Goal of the exercise -> Which lines of the records contain the word "badge"? Show each of them.

Segment Start: Data to use

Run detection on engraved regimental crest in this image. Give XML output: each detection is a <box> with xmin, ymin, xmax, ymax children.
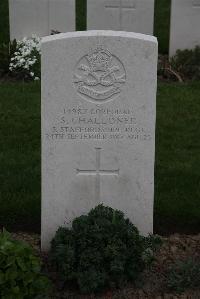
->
<box><xmin>73</xmin><ymin>46</ymin><xmax>126</xmax><ymax>103</ymax></box>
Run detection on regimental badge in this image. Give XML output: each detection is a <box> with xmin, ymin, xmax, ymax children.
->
<box><xmin>73</xmin><ymin>46</ymin><xmax>126</xmax><ymax>103</ymax></box>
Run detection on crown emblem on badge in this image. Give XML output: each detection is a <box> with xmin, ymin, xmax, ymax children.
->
<box><xmin>87</xmin><ymin>46</ymin><xmax>112</xmax><ymax>72</ymax></box>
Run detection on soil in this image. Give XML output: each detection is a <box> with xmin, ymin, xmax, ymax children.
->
<box><xmin>11</xmin><ymin>232</ymin><xmax>200</xmax><ymax>299</ymax></box>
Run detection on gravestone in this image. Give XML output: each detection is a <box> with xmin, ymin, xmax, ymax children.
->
<box><xmin>41</xmin><ymin>31</ymin><xmax>158</xmax><ymax>250</ymax></box>
<box><xmin>9</xmin><ymin>0</ymin><xmax>75</xmax><ymax>41</ymax></box>
<box><xmin>87</xmin><ymin>0</ymin><xmax>154</xmax><ymax>35</ymax></box>
<box><xmin>170</xmin><ymin>0</ymin><xmax>200</xmax><ymax>56</ymax></box>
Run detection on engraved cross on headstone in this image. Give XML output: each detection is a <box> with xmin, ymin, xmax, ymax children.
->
<box><xmin>105</xmin><ymin>0</ymin><xmax>136</xmax><ymax>30</ymax></box>
<box><xmin>77</xmin><ymin>147</ymin><xmax>119</xmax><ymax>203</ymax></box>
<box><xmin>193</xmin><ymin>0</ymin><xmax>200</xmax><ymax>7</ymax></box>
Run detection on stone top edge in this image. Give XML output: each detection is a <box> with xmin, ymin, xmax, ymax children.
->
<box><xmin>42</xmin><ymin>30</ymin><xmax>158</xmax><ymax>44</ymax></box>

Segment End: Data to use

Your response ->
Run detection on regimental badge in this image. Give XML output: each detection is a <box> with xmin, ymin, xmax, ymax children.
Run detection on crown emblem on badge in this image. Give XML output: each detection is a <box> with xmin, ymin, xmax, ymax children.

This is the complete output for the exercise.